Kogo według poniższego fragmentu tekstu o debacie na temat JOW nie było widać na sali?

> **Fragment tekstu**:
........

Debata, której byłem świadkiem i uczestnikiem budzi mieszane uczucia. Z jednej strony satysfakcję z tego, że postulat JOW zaszedł już tak wysoko i jest odbierany tak jednoznacznie. Z drugiej strony dyskusja budzi zdziwienie wobec faktu, już praktycznie przesądzonych działań parlamentarnych, a więc przygotowanych do uchwalenia zmian w ordynacji wyborczej do samorządu terytorialnego. Na sali nie zauważyłem parlamentarzystów, zarówno posłów jak i senatorów. W tej sytuacji można było odnieść wrażenie, że Pałac Prezydencki to miejsce jakichś marginesowych debat, niemających odniesienia do bieżącej polityki państwa. Prezydent jednak zapewnił, że ma określone plany i jest zdecydowany, dla ich zrealizowania, skorzystać z pełni swoich uprawnień konstytucyjnych i politycznych.
No cóż: miejmy nadzieję!
Jerzy Przystawa: www.jow.pl
2 grudnia 2010
- Zaloguj się lub Zarejestruj by móc dodać komentarz
jest oczywistym
jest oczywistym, że już dawno najważniejsze narzędzie rozwoju jakim jest prawo wyborcze, powinno być zmienione. Polska potrzebuje ordynacji większościowej, okręgów jednomandatowych i obowiązku głosowania.

........

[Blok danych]
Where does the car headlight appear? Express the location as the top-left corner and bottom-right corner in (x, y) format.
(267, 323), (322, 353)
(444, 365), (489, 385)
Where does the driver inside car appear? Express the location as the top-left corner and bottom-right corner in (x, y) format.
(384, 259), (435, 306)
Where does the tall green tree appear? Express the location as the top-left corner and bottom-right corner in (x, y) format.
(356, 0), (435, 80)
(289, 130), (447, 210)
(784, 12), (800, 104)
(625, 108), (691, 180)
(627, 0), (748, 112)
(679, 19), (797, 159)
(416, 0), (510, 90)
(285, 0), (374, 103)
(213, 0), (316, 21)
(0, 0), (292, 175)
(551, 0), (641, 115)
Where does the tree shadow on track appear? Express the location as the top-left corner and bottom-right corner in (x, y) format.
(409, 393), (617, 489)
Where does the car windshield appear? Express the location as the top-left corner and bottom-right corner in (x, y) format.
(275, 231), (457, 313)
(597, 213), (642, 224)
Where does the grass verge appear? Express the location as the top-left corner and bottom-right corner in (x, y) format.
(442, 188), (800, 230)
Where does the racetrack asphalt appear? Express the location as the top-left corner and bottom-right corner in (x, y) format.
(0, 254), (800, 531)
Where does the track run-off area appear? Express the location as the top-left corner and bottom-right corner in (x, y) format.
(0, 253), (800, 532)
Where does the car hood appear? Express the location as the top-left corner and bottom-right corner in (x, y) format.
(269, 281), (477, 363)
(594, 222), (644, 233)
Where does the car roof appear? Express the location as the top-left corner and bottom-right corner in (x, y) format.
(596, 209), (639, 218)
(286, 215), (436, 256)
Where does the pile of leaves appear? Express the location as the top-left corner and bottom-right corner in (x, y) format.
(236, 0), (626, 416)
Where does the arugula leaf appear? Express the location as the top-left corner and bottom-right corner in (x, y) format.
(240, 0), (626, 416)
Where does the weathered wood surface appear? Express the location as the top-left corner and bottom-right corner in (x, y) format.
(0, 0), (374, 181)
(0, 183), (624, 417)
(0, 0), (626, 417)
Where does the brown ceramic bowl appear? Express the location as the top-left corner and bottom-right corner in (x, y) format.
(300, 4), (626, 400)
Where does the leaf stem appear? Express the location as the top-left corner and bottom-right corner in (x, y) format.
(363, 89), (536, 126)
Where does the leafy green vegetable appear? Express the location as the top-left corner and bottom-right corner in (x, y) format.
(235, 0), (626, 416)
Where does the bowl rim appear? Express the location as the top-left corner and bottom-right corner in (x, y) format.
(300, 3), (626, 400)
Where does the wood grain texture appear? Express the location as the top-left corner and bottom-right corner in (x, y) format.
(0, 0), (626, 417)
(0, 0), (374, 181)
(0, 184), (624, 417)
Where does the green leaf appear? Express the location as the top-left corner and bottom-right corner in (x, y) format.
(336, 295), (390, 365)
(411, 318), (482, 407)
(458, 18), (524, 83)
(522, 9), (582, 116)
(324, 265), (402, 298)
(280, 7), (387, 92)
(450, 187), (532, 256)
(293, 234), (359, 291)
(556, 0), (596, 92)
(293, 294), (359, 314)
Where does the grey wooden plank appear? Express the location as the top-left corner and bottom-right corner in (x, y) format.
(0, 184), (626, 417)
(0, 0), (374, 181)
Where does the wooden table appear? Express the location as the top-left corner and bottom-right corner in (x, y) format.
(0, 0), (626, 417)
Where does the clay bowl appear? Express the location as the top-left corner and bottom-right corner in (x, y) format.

........

> **Wynik zadania**: Parlamentarzystów, zarówno posłów, jak i senatorów.